[Raw data start]

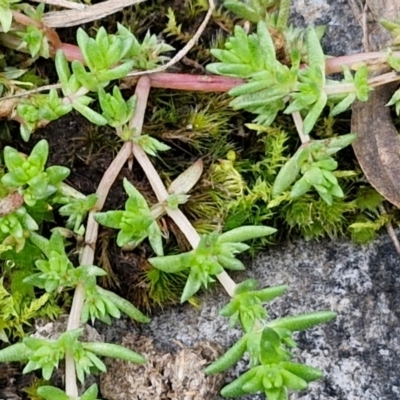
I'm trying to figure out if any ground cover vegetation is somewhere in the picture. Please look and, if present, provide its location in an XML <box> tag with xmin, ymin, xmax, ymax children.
<box><xmin>0</xmin><ymin>0</ymin><xmax>400</xmax><ymax>400</ymax></box>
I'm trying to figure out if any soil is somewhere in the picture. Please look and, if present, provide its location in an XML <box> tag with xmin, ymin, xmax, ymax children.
<box><xmin>0</xmin><ymin>0</ymin><xmax>396</xmax><ymax>400</ymax></box>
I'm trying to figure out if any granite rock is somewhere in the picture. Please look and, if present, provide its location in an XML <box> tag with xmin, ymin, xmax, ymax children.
<box><xmin>127</xmin><ymin>235</ymin><xmax>400</xmax><ymax>400</ymax></box>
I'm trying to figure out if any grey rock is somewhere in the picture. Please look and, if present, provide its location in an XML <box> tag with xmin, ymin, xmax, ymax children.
<box><xmin>290</xmin><ymin>0</ymin><xmax>363</xmax><ymax>56</ymax></box>
<box><xmin>134</xmin><ymin>235</ymin><xmax>400</xmax><ymax>400</ymax></box>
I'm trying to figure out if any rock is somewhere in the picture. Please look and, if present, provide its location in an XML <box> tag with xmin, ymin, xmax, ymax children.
<box><xmin>290</xmin><ymin>0</ymin><xmax>363</xmax><ymax>56</ymax></box>
<box><xmin>100</xmin><ymin>334</ymin><xmax>223</xmax><ymax>400</ymax></box>
<box><xmin>121</xmin><ymin>235</ymin><xmax>400</xmax><ymax>400</ymax></box>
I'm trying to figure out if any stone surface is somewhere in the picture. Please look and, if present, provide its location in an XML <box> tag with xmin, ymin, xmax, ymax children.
<box><xmin>97</xmin><ymin>0</ymin><xmax>400</xmax><ymax>400</ymax></box>
<box><xmin>291</xmin><ymin>0</ymin><xmax>362</xmax><ymax>56</ymax></box>
<box><xmin>99</xmin><ymin>235</ymin><xmax>400</xmax><ymax>400</ymax></box>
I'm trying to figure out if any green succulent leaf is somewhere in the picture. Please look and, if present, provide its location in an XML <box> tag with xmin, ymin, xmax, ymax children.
<box><xmin>267</xmin><ymin>311</ymin><xmax>336</xmax><ymax>331</ymax></box>
<box><xmin>82</xmin><ymin>342</ymin><xmax>146</xmax><ymax>364</ymax></box>
<box><xmin>37</xmin><ymin>386</ymin><xmax>70</xmax><ymax>400</ymax></box>
<box><xmin>218</xmin><ymin>225</ymin><xmax>276</xmax><ymax>243</ymax></box>
<box><xmin>204</xmin><ymin>335</ymin><xmax>247</xmax><ymax>375</ymax></box>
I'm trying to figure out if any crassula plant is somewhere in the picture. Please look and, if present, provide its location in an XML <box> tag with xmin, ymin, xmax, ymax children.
<box><xmin>0</xmin><ymin>0</ymin><xmax>400</xmax><ymax>400</ymax></box>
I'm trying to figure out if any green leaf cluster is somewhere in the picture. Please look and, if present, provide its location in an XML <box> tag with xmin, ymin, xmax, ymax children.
<box><xmin>17</xmin><ymin>20</ymin><xmax>50</xmax><ymax>58</ymax></box>
<box><xmin>94</xmin><ymin>179</ymin><xmax>163</xmax><ymax>255</ymax></box>
<box><xmin>328</xmin><ymin>65</ymin><xmax>372</xmax><ymax>116</ymax></box>
<box><xmin>57</xmin><ymin>194</ymin><xmax>97</xmax><ymax>235</ymax></box>
<box><xmin>1</xmin><ymin>139</ymin><xmax>70</xmax><ymax>206</ymax></box>
<box><xmin>272</xmin><ymin>134</ymin><xmax>355</xmax><ymax>205</ymax></box>
<box><xmin>149</xmin><ymin>226</ymin><xmax>276</xmax><ymax>303</ymax></box>
<box><xmin>0</xmin><ymin>277</ymin><xmax>55</xmax><ymax>342</ymax></box>
<box><xmin>17</xmin><ymin>89</ymin><xmax>72</xmax><ymax>141</ymax></box>
<box><xmin>220</xmin><ymin>279</ymin><xmax>287</xmax><ymax>332</ymax></box>
<box><xmin>0</xmin><ymin>328</ymin><xmax>145</xmax><ymax>383</ymax></box>
<box><xmin>81</xmin><ymin>280</ymin><xmax>150</xmax><ymax>325</ymax></box>
<box><xmin>37</xmin><ymin>384</ymin><xmax>100</xmax><ymax>400</ymax></box>
<box><xmin>205</xmin><ymin>292</ymin><xmax>335</xmax><ymax>400</ymax></box>
<box><xmin>207</xmin><ymin>16</ymin><xmax>371</xmax><ymax>135</ymax></box>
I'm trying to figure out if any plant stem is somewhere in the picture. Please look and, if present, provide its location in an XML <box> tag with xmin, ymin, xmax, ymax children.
<box><xmin>132</xmin><ymin>138</ymin><xmax>236</xmax><ymax>297</ymax></box>
<box><xmin>325</xmin><ymin>71</ymin><xmax>400</xmax><ymax>95</ymax></box>
<box><xmin>122</xmin><ymin>72</ymin><xmax>246</xmax><ymax>92</ymax></box>
<box><xmin>65</xmin><ymin>77</ymin><xmax>150</xmax><ymax>398</ymax></box>
<box><xmin>292</xmin><ymin>111</ymin><xmax>310</xmax><ymax>144</ymax></box>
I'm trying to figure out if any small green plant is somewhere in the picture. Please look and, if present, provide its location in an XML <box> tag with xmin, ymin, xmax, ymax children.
<box><xmin>0</xmin><ymin>0</ymin><xmax>400</xmax><ymax>400</ymax></box>
<box><xmin>205</xmin><ymin>279</ymin><xmax>335</xmax><ymax>400</ymax></box>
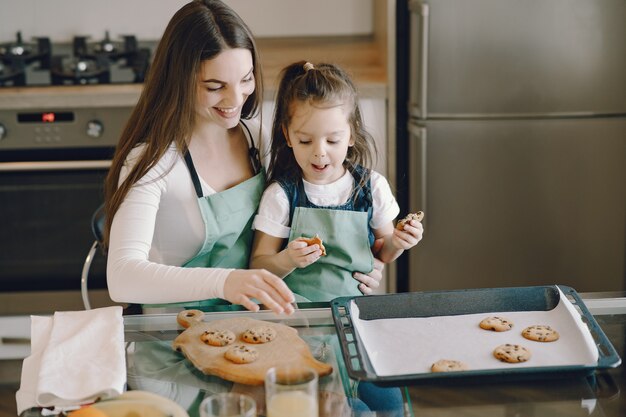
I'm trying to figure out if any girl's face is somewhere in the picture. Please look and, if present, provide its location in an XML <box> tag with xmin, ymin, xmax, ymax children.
<box><xmin>196</xmin><ymin>48</ymin><xmax>256</xmax><ymax>129</ymax></box>
<box><xmin>284</xmin><ymin>102</ymin><xmax>354</xmax><ymax>185</ymax></box>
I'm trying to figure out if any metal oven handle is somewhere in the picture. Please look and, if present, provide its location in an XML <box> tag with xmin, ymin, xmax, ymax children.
<box><xmin>0</xmin><ymin>160</ymin><xmax>111</xmax><ymax>172</ymax></box>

[Raw data end]

- [Requirement]: Starting at the line containing "I'm trying to figure out if any metal" and ending at the last line of the material above, write those lines out again with the request included. Shift every bounding-box coordinate in the answer up by 149.

- [Solved exercise]:
I'm trying to figure out if any metal oven handle is somewhere in the picture. Please look and, if present, provide its location in an XML <box> tag with xmin, ymin, xmax, ymax children.
<box><xmin>149</xmin><ymin>309</ymin><xmax>260</xmax><ymax>321</ymax></box>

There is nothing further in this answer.